Problem. Reproduce all of the records below line for line, changing nothing in any of them.

______

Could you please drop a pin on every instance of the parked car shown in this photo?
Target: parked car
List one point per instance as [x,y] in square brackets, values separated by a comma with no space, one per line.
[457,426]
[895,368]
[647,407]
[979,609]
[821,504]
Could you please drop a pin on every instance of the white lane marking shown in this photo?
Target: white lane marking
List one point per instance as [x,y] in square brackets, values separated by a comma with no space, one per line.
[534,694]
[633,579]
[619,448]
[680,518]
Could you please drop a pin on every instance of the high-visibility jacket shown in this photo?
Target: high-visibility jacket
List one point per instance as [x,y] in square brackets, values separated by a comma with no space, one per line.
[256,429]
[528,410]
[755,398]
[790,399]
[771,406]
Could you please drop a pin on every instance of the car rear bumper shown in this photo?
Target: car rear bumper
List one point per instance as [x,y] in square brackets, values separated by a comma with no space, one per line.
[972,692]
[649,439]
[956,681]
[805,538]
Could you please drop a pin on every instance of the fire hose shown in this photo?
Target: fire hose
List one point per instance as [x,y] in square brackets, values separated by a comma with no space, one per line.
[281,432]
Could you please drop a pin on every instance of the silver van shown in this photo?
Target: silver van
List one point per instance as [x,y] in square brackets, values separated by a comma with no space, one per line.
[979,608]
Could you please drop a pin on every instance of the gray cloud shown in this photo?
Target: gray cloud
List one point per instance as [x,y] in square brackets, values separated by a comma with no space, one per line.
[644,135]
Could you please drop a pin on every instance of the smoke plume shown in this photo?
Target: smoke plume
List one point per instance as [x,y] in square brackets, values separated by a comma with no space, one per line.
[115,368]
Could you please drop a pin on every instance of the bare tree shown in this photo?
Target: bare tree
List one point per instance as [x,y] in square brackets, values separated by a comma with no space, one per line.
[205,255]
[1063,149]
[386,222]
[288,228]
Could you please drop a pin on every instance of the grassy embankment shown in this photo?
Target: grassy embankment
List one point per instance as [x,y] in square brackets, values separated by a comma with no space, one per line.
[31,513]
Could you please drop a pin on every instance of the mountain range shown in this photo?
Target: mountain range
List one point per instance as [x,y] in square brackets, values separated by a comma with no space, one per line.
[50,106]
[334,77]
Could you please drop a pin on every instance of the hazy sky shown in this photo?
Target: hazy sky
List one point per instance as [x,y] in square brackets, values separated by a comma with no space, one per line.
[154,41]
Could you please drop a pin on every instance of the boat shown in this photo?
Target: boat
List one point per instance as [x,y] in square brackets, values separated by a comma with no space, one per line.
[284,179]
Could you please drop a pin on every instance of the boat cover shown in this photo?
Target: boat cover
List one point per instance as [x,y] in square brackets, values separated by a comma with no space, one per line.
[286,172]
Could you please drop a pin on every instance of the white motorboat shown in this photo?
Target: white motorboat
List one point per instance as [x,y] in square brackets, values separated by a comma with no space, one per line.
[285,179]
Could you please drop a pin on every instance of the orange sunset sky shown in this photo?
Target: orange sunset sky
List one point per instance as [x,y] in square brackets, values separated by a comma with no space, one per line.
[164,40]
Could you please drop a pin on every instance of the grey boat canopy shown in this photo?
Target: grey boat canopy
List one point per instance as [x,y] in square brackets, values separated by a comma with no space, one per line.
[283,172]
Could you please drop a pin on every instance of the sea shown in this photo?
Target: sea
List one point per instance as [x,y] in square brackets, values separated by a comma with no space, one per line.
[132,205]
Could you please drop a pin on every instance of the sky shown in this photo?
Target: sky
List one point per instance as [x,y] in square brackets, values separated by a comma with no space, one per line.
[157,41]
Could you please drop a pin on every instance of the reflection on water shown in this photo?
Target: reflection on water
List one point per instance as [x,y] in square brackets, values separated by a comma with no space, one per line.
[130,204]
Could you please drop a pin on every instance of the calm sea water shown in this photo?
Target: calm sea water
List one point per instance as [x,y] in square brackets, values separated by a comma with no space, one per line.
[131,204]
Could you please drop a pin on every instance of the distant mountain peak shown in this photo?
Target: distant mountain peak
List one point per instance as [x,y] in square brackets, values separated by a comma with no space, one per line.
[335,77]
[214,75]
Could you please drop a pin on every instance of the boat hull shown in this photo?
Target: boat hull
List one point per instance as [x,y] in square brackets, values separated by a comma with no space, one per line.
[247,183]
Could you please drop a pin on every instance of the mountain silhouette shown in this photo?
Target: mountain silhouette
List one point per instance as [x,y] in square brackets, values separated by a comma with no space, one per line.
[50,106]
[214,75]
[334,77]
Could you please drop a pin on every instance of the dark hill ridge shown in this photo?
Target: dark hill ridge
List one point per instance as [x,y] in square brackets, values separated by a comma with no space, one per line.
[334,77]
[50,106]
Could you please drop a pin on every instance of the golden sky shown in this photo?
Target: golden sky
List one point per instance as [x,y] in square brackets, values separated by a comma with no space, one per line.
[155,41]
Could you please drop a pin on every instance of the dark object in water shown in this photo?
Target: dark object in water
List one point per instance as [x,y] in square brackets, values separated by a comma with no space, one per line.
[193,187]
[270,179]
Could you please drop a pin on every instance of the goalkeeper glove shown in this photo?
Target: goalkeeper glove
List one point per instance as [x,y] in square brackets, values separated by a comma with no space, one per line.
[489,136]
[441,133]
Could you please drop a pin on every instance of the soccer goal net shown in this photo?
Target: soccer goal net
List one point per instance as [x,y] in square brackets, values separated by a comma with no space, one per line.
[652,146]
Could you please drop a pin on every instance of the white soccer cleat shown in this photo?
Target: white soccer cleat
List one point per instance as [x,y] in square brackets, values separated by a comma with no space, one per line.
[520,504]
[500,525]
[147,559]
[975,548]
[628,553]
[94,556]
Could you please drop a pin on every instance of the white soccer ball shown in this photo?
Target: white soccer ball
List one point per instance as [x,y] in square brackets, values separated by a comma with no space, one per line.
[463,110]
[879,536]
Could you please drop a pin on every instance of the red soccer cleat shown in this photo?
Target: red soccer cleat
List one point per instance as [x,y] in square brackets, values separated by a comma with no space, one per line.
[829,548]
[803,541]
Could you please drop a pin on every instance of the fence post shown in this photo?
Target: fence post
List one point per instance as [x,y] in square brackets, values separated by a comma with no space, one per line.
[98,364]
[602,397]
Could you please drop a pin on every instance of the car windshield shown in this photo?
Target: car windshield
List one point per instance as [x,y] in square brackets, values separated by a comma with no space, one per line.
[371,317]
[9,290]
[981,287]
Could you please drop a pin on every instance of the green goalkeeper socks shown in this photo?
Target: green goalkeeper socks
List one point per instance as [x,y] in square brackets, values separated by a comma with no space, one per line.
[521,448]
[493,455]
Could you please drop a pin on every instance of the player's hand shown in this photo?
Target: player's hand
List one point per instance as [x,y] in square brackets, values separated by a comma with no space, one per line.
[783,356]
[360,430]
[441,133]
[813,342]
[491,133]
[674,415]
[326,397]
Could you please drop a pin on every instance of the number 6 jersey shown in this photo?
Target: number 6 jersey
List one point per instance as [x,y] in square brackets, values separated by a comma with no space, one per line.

______

Answer to this problem.
Could you please drop a pin on every instance of the parked car shown in this photo?
Target: parked car
List one point per instance as [x,y] in square brackets, values separated by a comma with no space, one per line.
[457,426]
[895,368]
[647,407]
[979,609]
[821,504]
Could you please drop a pin on every instance of the white lane marking shown in this photo?
Target: white lane marking
List one point per instance as [x,y] in square brackets, values separated by a comma with no space, one per line.
[534,694]
[633,579]
[619,448]
[680,518]
Could you please drop a pin on every instance of the high-visibility jacket shown in this photo?
Target: high-visibility jacket
List one point per instance as [x,y] in square brackets, values separated by a comma with no space, one per line.
[256,429]
[528,410]
[755,398]
[790,399]
[771,406]
Could you please drop a pin on every instance of the car rear bumper shown in this photo?
Target: car rear bumper
List one point per instance as [x,y] in square brackets, values separated by a comma with no space, one per line.
[972,692]
[649,439]
[956,681]
[805,538]
Could you please drop a pin on every instance of the fire hose shown in this photo?
Target: fire hose
List one point per instance as [x,y] in square brackets, values separated by a comma with no space, one per line.
[281,432]
Could you please drop a pin on every instance of the silver van shown in this photo?
Target: silver van
List one point per instance as [x,y] in square brackets, values separated by a comma with no space, one per line.
[979,608]
Could you please drop a pin on every instance of the gray cloud shown in this photo?
Target: gray cloud
List one point per instance as [x,y] in square brackets, values separated by a comma with no space, one per line.
[644,135]
Could you please drop a pin on every instance of the smoke plume shown in this photo?
Target: smoke plume
List one point per instance as [x,y] in square brackets, values separated by a comma with no space, one per line.
[115,368]
Could you please drop a pin on every instance of the bare tree shown in this photo?
Target: bare tree
List one point per instance as [x,y] in square brackets, values separated by a comma with no space, one per line.
[205,255]
[1063,149]
[386,222]
[288,228]
Could you please drop a pin on every instance of the grassy embankment shown in this photo?
Target: grassy embankment
List one point per instance as [x,y] in square brackets, values separated by a comma with no space, one per line.
[31,513]
Could you please drop a pin on every instance of the mountain range shown in this photo?
Target: mountain range
List one point per instance as [x,y] in square brackets, values separated by a comma with no space, one per line.
[50,106]
[334,77]
Could you please drop a pin on every instance of the hazy sky shown in this photo?
Target: hazy sky
List one point per instance as [x,y] in square brackets, values separated by a comma with no space, one per line.
[154,41]
Could you please drop a pin on every instance of the boat shown in this photo?
Target: boat
List one point per instance as [x,y] in square brackets, values separated by a comma with no space, one per line.
[284,179]
Could you please drop a pin on every instance of the boat cover shown in this photo?
Target: boat cover
List one point per instance as [x,y] in square brackets, values separated by a comma with no space, one per line.
[286,172]
Could you please drop a pin on every instance of the white motorboat shown in this photo?
Target: white motorboat
List one point per instance as [x,y] in square brackets, values separated by a comma with no space, one per line.
[285,179]
Could you please drop a pin on every instance of the orange sunset sky shown in this photo?
Target: orange sunset sky
List one point per instance as [x,y] in square brackets, values separated by a comma with no space, one per line.
[164,40]
Could you please drop a pin on every instance of the grey boat canopy shown in this photo?
Target: grey boat canopy
List one point per instance as [x,y] in square brackets, values separated by a comma with no space, one per line.
[283,172]
Could you please drop a pin on every instance of the sea shown in this photo?
Target: sea
List one point per instance as [x,y] in square brackets, values separated by a comma with no space, one per line.
[132,205]
Could you please drop a pin on every instance of the sky shown in this photo?
Target: sky
List one point per instance as [x,y] in square brackets, values separated by a comma with no space, one per line.
[157,41]
Could you please drop a pin on every instance of the reflection on water shown in this photo?
Target: reflection on water
List one point per instance as [x,y] in square brackets, values separated by a comma with no space, one per line.
[130,204]
Could you please drop a pin on every instance of the calm sea water shown in this photo?
Target: calm sea water
List one point per instance as [x,y] in square brackets, values separated by a comma with no space, one per line.
[131,204]
Could you please drop a pin on every instance of the distant mountain peak shown in this photo?
Target: distant mountain peak
List one point per instance as [x,y] in square brackets, values separated by a comma with no space, one per line.
[335,77]
[214,75]
Could you please drop a pin on every instance of the boat hull shown in this photo?
Target: boat hull
List one point per instance as [x,y] in square brackets, values separated by a comma with no space, one per line.
[247,183]
Could you please drop a pin on every instance of the mountain silhouette shown in this photo?
Target: mountain silhouette
List one point per instance as [x,y] in square brackets, values separated by a comma with no space, one per line.
[50,106]
[214,75]
[334,77]
Could you please drop a pin on every instance of the dark hill ridge shown in this photo?
Target: dark hill ridge
List one point per instance as [x,y] in square brackets, values separated by a comma with no space, one per line.
[334,77]
[50,106]
Could you please drop a pin on every instance of the golden sky shown in this photo?
Target: golden sky
List one point per instance as [x,y] in square brackets, values separated by a comma with no space, one per line.
[155,41]
Could you please drop a pin on every instance of the dark object in water shown in this photo?
Target: dark object in water
List one point per instance as [x,y] in square brackets, values separated by a comma with no space, one per line.
[193,187]
[270,179]
Could you please drop a pin on every instance of the goalkeeper glove shown in this photo?
Target: goalkeeper glove
List one point per instance as [x,y] in square brackets, values separated by a comma with no space, one per line.
[489,136]
[441,133]
Could you please drop a pin on every instance of the soccer goal net shown in this photo?
Target: soccer goal net
List one point per instance as [x,y] in square brackets, values separated by a comma with no space, one per line.
[652,146]
Could you please drop a pin on every instance of the white soccer cleat shown in this photo?
Target: white soccer cleat
List one point per instance as [x,y] in square brackets, values separated by a comma with no space, one per line.
[520,504]
[500,525]
[147,559]
[975,548]
[628,553]
[94,556]
Could you please drop a pin on every instance of the white soccer ball shown in this photo?
Target: white soccer ball
List one point per instance as [x,y] in square brackets, values separated by a comma with no space, one per line.
[463,110]
[879,536]
Could you please drop a pin on every instance of the red soccer cleat shown in this photo?
Target: red soccer cleat
List one point per instance as [x,y] in square brackets, values separated by a comma with no space, one per line.
[829,548]
[803,541]
Could you please drop a pin on every instance of the fence post shown in this photo?
Target: fence post
List one point per instance as [x,y] in square brackets, values separated by a comma with no space, one per line.
[98,364]
[602,397]
Could you please drop a pin on every instance of the car windshield shown in this photo?
Target: car windshield
List one point per instance as [x,y] in square brackets, values separated by a comma with no space, one per line.
[371,317]
[9,290]
[981,287]
Could you please drop a pin on every instance of the green goalkeeper socks shown in this photo?
Target: green goalkeeper socks
List one point per instance as [x,y] in square brackets, values separated by a comma with no space, one per line.
[521,448]
[493,455]
Could you please drop a pin on every instance of the player's hand shown in this photo?
Target: player's hand
List one point per instance as [x,y] in square brackets, values separated by a comma with no space, one per line.
[783,356]
[360,430]
[441,133]
[813,342]
[491,133]
[674,415]
[326,397]
Could you please drop a pin on every instance of the number 6 jersey shown in this photo?
Target: number 6 jersey
List one point per instance as [x,y] in square brackets, values separated by a comma with no space, one per line.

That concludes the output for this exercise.